* タスク一覧 *
1. ヒトの弱さについての文章を、「生物としてのヒトはすごく脆弱な生き物です。」を含むところから書き写し、「って地球上を支配しています。」まで写したらそこで止めてください。
2. ヒトの弱さについての文章の続きを、最後の文のあとから書いてください。

* 提供された文章 *
* * *

1. HOME
  2. ブログ
  3. ヒトは「弱い」ことが「強み」になる〜繋がることの大切さ〜

ヒトは「弱い」ことが「強み」になる〜繋がることの大切さ〜

人類は約400万年前ほどから誕生したと一応されていますが、なぜこんなに生物として弱い人類が生き残れたのでしょう?その理由を考えると、ヒトにとって本当に大切なものはなにか?がはっきりと見えてきます。

生物としてのヒト

生物としてのヒトはすごく脆弱な生き物です。

強力な牙も爪もなく、体を守る甲羅も強い骨もありません。草が擦れただけで肌から出血するし、不衛生であればすぐに感染症を起こして死んでしまいます。

しかし、ヒトは、今では虎や百獣の王とも呼ばれるライオンをも動物園で完全に飼い慣らし、生物の頂点に立って地球上を支配しています。

なぜ、人類は生物として圧倒的に虎やライオンより弱いのに、ここまで発展することができたのでしょうか。

脳の発達のおかげ?

普通に考えると”他の生物よりも知能が優れていたからだろう”と考える方も多いと思います。しかし、ではなぜ知能が発達したのでしょうか。

確かに、知能は他の生物よりも優れていると思いますが、それならば虎やライオンが進化の過程で高度な知能を獲得しなかったのはなぜでしょうか?

肉体的に屈強な彼らが明晰な頭脳を手に入れたとしたら、人類は到底かないません。しかし、そうはなりませんでした。

なぜでしょうか?

弱いことが強みになった

ヒトは上述のように弱い生物でした。一方で周りは、隠れる能力を持っていたり、激しく戦う体力や武器を持っていたり、屈強な生物ばかりです。

 

ヒトは考えました。

生き残るために必死で(文字通り”必ず死ぬ”つもりで)考えました。

やがて、”群れる”ということを発明します。そうすると、他の生物も真似をして群れはじめました。ヒトは群れ対群れの戦いでは個体の力が弱いため、総合力で他の群れに負けてしまいます。

弱い個体のパフォーマンスをカバーするため、群れの中でより連携を強くする必要が出てきました。

 

そこで、さらにヒトは考えました。

 

やがてヒトは新しい発明をします。

”言葉”です。

言葉を話し、個体同士でコミュニケーションを密に取ることで、チームプレイで他の生物と戦うようになります。

言葉を使うことで、頭を酷使し、脳が発達します。他の個体を上手く動かして自分と群れの仲間を守るために、的確に状況を把握し、言葉で指示を出さなければならず、さらに激しく頭を使うようになります。

こうやってどんどん知能が発達していきます。

やがて群れの単位は村となり、さらに大きく”社会”へと拡大していきます。

* * *

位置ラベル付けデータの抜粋

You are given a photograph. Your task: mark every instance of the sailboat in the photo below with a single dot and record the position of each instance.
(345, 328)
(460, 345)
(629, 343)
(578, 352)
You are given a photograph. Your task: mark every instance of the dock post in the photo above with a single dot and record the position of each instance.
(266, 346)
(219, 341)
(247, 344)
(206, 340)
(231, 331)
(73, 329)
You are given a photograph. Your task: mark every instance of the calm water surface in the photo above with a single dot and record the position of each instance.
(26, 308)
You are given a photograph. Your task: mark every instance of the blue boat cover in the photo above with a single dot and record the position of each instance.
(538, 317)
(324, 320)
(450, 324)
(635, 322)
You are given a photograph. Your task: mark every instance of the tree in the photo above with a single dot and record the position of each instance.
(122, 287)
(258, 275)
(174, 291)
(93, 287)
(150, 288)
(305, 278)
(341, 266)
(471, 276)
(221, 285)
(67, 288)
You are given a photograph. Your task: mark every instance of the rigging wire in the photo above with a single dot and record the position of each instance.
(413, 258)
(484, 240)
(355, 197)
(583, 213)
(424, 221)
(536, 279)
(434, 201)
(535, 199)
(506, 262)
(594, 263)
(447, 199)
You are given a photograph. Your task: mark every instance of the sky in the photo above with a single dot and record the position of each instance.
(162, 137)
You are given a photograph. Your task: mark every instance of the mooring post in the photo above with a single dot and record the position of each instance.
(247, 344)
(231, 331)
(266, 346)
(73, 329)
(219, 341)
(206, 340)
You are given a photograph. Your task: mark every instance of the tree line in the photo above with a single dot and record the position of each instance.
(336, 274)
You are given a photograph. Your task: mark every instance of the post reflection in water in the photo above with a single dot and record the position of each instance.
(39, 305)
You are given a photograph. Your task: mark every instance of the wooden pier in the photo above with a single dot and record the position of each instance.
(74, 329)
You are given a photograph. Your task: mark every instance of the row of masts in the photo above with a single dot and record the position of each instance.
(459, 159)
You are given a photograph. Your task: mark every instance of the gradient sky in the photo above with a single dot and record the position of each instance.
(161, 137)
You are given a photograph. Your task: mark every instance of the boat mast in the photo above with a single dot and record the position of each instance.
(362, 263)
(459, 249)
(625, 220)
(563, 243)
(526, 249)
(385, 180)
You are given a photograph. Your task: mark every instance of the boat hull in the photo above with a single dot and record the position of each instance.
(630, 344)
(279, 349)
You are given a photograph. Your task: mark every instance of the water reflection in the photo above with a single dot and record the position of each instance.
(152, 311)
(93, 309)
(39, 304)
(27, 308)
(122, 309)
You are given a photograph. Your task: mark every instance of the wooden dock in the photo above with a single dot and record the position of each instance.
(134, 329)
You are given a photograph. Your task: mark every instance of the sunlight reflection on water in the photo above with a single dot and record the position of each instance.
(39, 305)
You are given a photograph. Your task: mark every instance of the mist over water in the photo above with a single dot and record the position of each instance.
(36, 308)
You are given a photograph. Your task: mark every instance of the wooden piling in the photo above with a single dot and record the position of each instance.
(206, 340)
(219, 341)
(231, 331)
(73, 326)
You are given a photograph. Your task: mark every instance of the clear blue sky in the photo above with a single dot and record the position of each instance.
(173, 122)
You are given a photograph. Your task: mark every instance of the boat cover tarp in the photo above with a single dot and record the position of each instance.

* * *

* 各タスクの回答 *
1.
生物としてのヒトはすごく脆弱な生き物です。

強力な牙も爪もなく、体を守る甲羅も強い骨もありません。草が擦れただけで肌から出血するし、不衛生であればすぐに感染症を起こして死んでしまいます。

しかし、ヒトは、今では虎や百獣の王とも呼ばれるライオンをも動物園で完全に飼い慣らし、生物の頂点に立って地球上を支配しています。

2.
つまり、ヒトは生物的に弱いことを受け入れ、それを克服するために群れ、言葉を発明しました。だから、脳を激しく使うようになり、知能が発達したのです。

知能が発達していたから生き残ったのではなく、”弱いから群れて言葉を発明し、結果的に知能が発達して生き残った”のです。

弱さが強さの秘訣だったということです。

小野田寛郎さんの言葉「ヒトは一人では生きていけないと悟った」

終戦後約30年間もフィリピンのジャングルで社会から隔離され、一人で隠れて生きていた小野田寛郎さんは、長いジャングル生活の中で、「ヒトは一人で生きていけないと悟った」そうです。

その通り、歴史の中でもヒトは群れを作り、言葉を使ってコミュニケーションを取ることで社会を形成し、弱みを補い合うことで繁栄し、ずっと生活してきました。

そして、それが他の生物に対抗する、ヒトにとって唯一強力な”武器”となりました。

 

現代に生きる私たちも全く同じです。ヒトは一人では生きていけないのです。

暇があったらSNSを見てしまう人も多いと思います。それは決して悪いことではなく、ヒトの本能深くに刻まれたDNAが”ヒトと繋がる”ことを求めているからです。

ヒトとの繋がりや関係性、人間関係を大切に思うのは当然のことです。否定する必要はありません。

まとめ

もし、あなたが「弱い自分が嫌いだ」とか「強くならなければ」と思っているとしたら、それは少し無理があるのかもしれません。なぜなら、ヒトは地球上に誕生して以来、ずっと生物的には弱者であり、脆い生き物だったのですから。今から屈強なライオンになることはできません。

それよりも、すでに約400万年もの間、ずーっと先輩方がそうしてきたように、あなたの弱みを快く受け入れ、あなたと同じく弱いヒトと繋がり、補い合う関係性を築き、頭を使ってコミュニケーションを駆使し”あなたの社会”を創りましょう。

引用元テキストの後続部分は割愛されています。